## REQUIREMENT
Reproduce each of the entries below line for line, keeping every character unchanged.

## DATA TO PROCESS
>>

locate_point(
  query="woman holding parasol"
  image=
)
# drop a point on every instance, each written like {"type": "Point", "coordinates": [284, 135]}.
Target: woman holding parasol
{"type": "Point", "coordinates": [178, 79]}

<<

## REPLY TO THE TASK
locate_point(
  query="woman holding parasol"
  image=
)
# drop a point on every instance, each written like {"type": "Point", "coordinates": [284, 135]}.
Target: woman holding parasol
{"type": "Point", "coordinates": [178, 79]}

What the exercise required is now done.